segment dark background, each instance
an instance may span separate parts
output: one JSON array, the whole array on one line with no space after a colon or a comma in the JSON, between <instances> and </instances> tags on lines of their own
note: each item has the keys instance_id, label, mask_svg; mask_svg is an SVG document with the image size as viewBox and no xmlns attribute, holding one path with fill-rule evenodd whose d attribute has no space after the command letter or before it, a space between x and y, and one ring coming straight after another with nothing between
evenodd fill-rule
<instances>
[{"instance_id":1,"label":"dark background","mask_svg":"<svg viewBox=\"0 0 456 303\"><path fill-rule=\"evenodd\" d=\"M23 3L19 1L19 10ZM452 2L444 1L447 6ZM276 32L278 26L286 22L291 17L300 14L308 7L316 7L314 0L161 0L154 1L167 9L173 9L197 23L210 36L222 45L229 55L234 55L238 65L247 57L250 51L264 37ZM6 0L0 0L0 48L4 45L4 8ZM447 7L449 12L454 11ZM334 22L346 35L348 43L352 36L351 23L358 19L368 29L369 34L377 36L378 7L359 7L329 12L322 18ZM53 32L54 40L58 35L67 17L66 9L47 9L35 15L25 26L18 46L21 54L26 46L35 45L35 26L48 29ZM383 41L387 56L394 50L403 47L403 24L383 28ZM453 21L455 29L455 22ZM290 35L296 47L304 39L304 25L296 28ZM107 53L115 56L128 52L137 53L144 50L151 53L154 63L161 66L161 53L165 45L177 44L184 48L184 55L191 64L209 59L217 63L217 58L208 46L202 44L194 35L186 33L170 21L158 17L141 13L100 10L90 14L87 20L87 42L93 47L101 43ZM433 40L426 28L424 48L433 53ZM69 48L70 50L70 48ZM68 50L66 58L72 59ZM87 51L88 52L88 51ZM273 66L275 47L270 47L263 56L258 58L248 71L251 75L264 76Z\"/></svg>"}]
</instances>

* * *

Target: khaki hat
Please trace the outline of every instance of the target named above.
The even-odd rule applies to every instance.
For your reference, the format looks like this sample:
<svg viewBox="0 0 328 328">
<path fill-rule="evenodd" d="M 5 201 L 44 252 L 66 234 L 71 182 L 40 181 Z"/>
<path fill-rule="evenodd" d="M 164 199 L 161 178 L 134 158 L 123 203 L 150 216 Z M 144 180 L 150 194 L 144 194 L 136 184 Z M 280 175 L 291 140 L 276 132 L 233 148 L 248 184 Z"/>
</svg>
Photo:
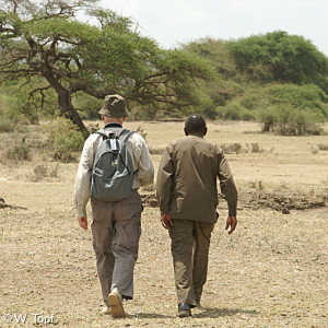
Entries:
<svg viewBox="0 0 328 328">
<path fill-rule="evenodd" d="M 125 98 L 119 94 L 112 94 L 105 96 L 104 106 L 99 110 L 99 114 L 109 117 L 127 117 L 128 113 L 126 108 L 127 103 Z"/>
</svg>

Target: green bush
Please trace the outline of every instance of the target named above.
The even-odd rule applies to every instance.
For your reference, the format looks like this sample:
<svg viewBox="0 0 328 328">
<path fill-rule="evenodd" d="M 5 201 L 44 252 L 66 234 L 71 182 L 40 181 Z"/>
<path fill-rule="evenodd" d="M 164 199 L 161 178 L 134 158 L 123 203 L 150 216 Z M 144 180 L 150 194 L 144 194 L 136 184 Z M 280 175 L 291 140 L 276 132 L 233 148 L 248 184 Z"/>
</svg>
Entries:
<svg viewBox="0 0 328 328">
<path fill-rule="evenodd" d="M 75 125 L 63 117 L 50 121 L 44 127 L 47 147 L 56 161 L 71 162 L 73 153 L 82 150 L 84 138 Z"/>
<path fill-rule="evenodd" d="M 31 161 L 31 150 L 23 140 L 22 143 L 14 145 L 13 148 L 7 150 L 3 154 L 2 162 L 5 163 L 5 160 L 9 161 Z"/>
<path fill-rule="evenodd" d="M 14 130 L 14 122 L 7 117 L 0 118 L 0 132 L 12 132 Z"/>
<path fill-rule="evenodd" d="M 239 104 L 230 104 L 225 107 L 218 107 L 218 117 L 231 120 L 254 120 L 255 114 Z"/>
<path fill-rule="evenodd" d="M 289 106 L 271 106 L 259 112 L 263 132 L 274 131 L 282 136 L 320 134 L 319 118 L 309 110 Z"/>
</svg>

EXERCISE DIRECTIONS:
Please edit the part of the records that opens with the line containing "Target: green bush" and closes with the line containing "75 125 L 63", replacing "outline" with "contour" and leaving everything else unchanged. Give back only those lines.

TASK RESULT:
Target: green bush
Please trace the contour of every instance of the target named above.
The even-odd rule applies to every instance.
For your reference, the format looks like this sample:
<svg viewBox="0 0 328 328">
<path fill-rule="evenodd" d="M 5 201 L 44 252 L 66 234 L 71 182 L 40 181 Z"/>
<path fill-rule="evenodd" d="M 164 199 L 161 178 L 134 158 L 123 203 L 150 216 Z M 144 180 L 150 194 L 144 194 L 136 184 Z M 280 175 L 291 140 L 276 132 L 233 148 L 248 184 Z"/>
</svg>
Entries:
<svg viewBox="0 0 328 328">
<path fill-rule="evenodd" d="M 75 125 L 63 117 L 50 121 L 44 127 L 47 147 L 56 161 L 71 162 L 73 153 L 82 150 L 84 138 Z"/>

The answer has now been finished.